Sunday, January 2, 2011

What the new year means to me..

A new year can mean a lot to many people, which is why Hallmark pays their employees a handsome amount of money to come up with the simplest words to describe how one would feel about the new year or rather to help those in need of a line or two to wish their friends and family well (because coming up with the words "Happy New Year, May God Bless you", takes a genius with a good paying salary). I've always been under the impression that New Years Eve (NYE) was a day one should never celebrate alone. This year however was different for me. I tried to remember the NYE celebrations I've had in the past and tried to remember how I felt on all those occasions (I've got a pretty good memory!). And at all the times (at various places/countries), I remember always feeling the same way... LOST!

Why was I lost? I always wondered if what I was doing in life was the right thing. Sometimes I'd wonder why we had to do any of those things we were doing, be it studying, working, hanging out with family, friends. Why is it that we do these things? Then I start to question my very being and I get so confused and feel so alone. I mean, aren't we all alone on this planet anyway? We find what little comfort in the arms of family and friends, but really, aren't we alone most of the time anyways? If you can't agree with this, then savor this.. when you are reading a book or thinking of something to do, aren't you alone up in your head? We're up in our head or lost in our own thoughts most of the day, so in essence, we're all alone on this planet. So why is it that we 'think' we need others in our lives to conjure up relationships we feel are needed?

**Raw records:**
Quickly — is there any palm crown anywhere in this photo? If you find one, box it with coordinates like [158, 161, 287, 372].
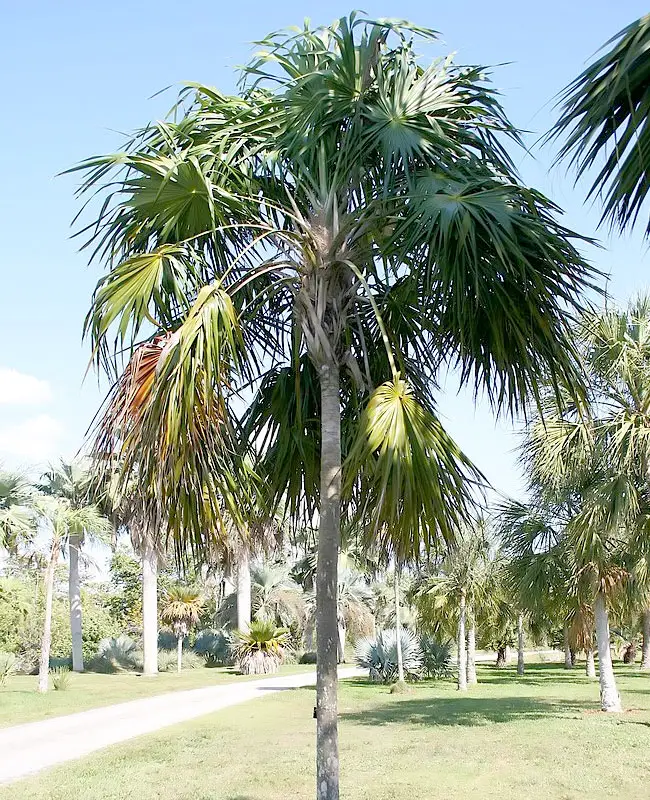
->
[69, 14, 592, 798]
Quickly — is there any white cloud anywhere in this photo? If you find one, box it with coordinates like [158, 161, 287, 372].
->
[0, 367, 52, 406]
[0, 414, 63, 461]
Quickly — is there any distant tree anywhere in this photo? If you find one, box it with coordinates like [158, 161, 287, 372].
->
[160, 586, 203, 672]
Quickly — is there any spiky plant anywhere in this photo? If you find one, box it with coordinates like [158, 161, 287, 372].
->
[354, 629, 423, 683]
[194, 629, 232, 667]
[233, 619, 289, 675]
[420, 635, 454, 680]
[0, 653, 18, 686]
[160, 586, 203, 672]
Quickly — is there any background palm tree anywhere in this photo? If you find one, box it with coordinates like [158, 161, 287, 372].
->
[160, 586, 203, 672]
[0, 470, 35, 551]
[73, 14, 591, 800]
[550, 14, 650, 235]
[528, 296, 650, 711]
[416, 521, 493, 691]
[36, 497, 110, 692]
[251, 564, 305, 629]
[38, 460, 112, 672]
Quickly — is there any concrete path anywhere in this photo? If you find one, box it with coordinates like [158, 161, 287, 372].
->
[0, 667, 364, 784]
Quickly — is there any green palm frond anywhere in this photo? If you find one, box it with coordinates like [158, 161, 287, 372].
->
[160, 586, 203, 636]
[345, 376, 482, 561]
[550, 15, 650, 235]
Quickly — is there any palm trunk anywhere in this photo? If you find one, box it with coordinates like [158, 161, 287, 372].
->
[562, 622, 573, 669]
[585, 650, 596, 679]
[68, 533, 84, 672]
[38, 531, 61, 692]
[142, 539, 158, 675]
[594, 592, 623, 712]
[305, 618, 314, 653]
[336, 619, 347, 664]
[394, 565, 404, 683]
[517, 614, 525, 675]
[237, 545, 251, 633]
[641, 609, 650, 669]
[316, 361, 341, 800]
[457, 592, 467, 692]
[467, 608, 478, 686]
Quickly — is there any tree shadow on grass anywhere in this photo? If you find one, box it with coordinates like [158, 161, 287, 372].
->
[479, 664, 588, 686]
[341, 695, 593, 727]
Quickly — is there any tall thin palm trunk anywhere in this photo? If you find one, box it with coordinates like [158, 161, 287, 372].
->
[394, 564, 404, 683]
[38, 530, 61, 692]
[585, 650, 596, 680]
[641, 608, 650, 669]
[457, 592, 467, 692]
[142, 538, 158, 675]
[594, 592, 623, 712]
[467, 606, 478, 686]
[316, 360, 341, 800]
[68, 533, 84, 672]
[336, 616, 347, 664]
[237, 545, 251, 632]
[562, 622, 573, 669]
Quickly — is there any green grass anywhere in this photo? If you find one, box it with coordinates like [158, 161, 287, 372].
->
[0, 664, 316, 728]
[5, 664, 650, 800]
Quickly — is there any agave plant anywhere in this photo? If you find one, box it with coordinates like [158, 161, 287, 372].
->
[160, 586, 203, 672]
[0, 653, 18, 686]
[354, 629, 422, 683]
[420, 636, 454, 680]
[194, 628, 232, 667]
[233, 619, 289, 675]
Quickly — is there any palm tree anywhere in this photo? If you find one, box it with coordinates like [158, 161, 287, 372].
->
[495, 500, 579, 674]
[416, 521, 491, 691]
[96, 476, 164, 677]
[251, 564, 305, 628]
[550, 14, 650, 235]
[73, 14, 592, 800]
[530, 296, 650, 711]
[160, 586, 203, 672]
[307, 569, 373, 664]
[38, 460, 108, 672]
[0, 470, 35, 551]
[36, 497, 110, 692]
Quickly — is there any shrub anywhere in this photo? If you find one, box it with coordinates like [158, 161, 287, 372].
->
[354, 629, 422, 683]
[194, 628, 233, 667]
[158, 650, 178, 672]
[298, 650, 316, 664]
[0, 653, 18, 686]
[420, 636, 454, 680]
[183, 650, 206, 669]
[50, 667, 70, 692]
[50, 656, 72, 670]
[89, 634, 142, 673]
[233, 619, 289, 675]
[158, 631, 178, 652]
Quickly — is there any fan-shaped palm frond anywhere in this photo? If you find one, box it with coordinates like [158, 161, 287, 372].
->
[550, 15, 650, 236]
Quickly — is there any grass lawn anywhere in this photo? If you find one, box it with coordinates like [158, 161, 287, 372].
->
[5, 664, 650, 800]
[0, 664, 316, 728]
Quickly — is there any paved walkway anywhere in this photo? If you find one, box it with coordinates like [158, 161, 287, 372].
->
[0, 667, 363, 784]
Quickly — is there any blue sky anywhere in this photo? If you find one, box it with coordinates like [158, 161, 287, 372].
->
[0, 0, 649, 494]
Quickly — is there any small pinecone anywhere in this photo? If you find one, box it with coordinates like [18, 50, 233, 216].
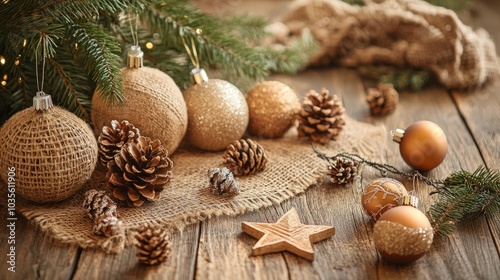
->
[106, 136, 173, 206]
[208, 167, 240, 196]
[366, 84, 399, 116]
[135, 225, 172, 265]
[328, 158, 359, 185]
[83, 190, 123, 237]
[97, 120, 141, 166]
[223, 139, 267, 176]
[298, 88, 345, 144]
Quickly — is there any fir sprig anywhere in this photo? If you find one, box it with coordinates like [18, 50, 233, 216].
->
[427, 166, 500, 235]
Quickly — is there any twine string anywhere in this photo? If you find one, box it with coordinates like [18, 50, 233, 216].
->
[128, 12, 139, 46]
* * *
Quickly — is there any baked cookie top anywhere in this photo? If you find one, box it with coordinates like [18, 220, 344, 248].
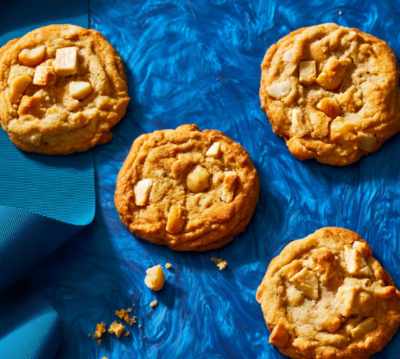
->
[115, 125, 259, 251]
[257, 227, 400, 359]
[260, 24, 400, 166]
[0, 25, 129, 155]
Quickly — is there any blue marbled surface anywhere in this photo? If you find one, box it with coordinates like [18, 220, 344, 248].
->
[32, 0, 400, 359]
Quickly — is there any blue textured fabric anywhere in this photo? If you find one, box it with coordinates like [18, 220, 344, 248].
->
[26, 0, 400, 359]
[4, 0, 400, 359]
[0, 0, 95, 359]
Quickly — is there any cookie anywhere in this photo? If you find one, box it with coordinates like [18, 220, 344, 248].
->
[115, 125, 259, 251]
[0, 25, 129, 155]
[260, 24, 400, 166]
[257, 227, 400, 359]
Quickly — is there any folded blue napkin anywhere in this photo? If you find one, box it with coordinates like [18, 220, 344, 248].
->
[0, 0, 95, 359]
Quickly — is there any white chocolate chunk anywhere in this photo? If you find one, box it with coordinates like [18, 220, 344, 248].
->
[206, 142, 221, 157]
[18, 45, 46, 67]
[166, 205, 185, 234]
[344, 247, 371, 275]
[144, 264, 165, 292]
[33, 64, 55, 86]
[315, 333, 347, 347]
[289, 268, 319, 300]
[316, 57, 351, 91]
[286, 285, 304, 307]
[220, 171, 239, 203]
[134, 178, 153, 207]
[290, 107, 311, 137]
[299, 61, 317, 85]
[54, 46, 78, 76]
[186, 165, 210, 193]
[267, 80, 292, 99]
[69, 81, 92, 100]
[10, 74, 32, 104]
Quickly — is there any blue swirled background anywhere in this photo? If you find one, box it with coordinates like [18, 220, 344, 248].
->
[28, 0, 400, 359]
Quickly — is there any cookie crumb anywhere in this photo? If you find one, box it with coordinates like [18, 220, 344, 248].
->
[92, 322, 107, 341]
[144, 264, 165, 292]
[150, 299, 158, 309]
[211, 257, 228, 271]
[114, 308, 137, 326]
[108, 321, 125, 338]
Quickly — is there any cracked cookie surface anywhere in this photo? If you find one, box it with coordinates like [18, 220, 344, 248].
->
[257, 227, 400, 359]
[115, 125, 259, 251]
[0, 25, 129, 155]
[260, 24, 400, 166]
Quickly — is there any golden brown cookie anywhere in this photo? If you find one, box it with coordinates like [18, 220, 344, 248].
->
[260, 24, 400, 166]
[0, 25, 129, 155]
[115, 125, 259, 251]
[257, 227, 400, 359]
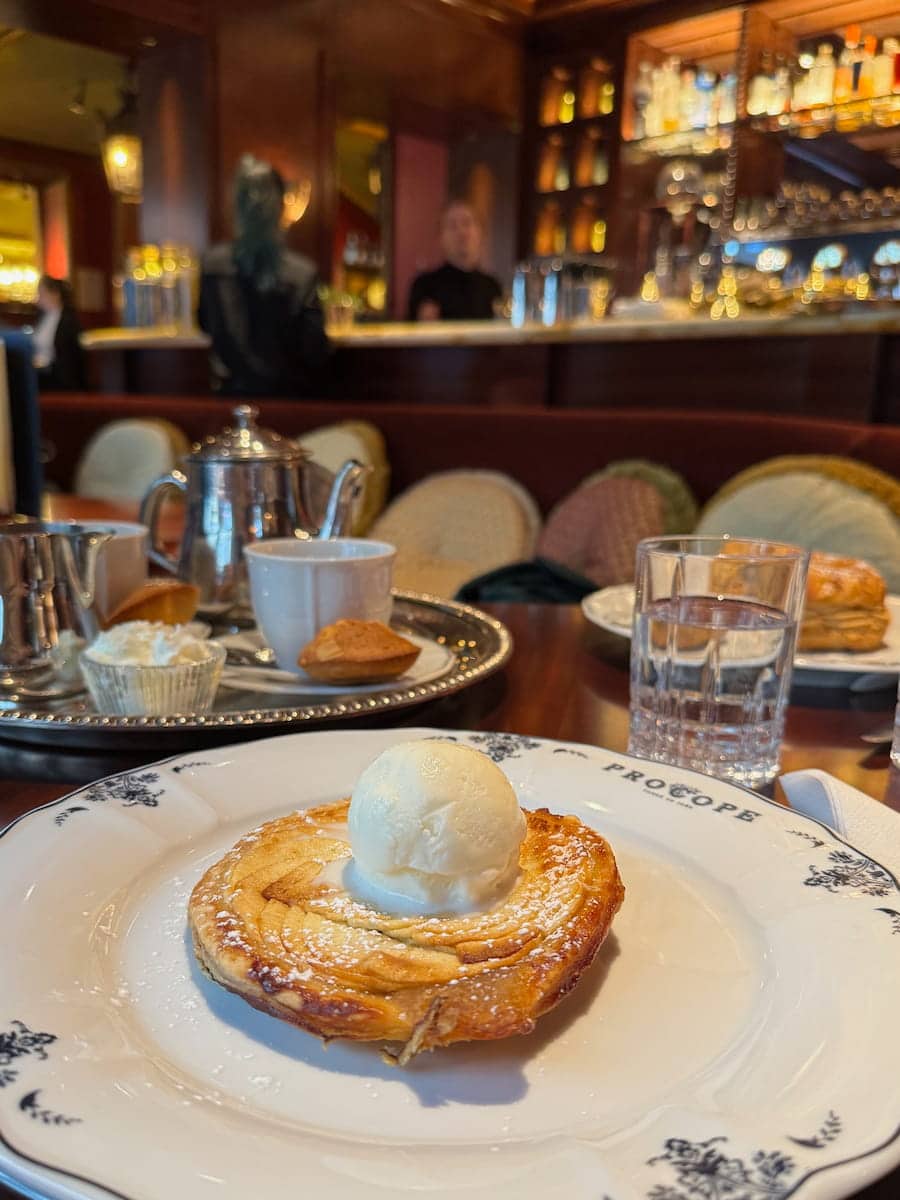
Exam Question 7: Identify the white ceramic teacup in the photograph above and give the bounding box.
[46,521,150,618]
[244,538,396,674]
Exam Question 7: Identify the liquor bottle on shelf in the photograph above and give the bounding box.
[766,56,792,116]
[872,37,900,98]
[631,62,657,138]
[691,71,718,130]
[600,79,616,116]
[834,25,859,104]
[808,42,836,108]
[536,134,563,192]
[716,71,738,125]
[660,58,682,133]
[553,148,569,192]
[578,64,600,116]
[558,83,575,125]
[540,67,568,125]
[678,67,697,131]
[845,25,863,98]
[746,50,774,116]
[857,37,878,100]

**Short problem 1:**
Do these statements agree with the new year post? Answer yes or no for each, quoting the deciding words. (a) The writer claims to have a poor memory. (b) At past New Year's Eve celebrations, the writer always felt lost. (c) The writer had believed New Year's Eve should not be spent alone.
**Short problem 2:**
Please carry on the new year post from the point where it stops.
The entries have no connection to the new year post.

**Exercise answer 1:**
(a) No: "(I've got a pretty good memory!)"
(b) Yes: "I remember always feeling the same way... LOST!"
(c) Yes: "I've always been under the impression that New Years Eve (NYE) was a day one should never celebrate alone."

**Exercise answer 2:**
Anyhow.. this year I spent NYE completely in undeniably of what laid in front of me. Without the distractions from surroundings, I reminisced on all my goals and what was needed of me to achieve them. After much thought, I came to realize that I too have become a victim of society or the rules made by society. I found myself judging the way I had chosen to live my life alone when I forgot that the very essence of this choice was to enable myself to concentrate on achieving my world's greatest. Soon after I didn't feel bad for myself for spending NYE alone, watching a movie and reading a book. Thereafter I actually felt glad that I had taken some time off to spend with myself in the name of appreciation for all that I've been through.

I do not oppose of the idea of spending NYE or for that matter any holiday with family and friends, rather I feel what we miss most is taking the time off to appreciate ourselves. Who could appreciate ourselves more than us truly?

1 comment:

  1. This one is very well written, your ideas have been articulated perfectly. I couldn't agree anymore on this topic. :)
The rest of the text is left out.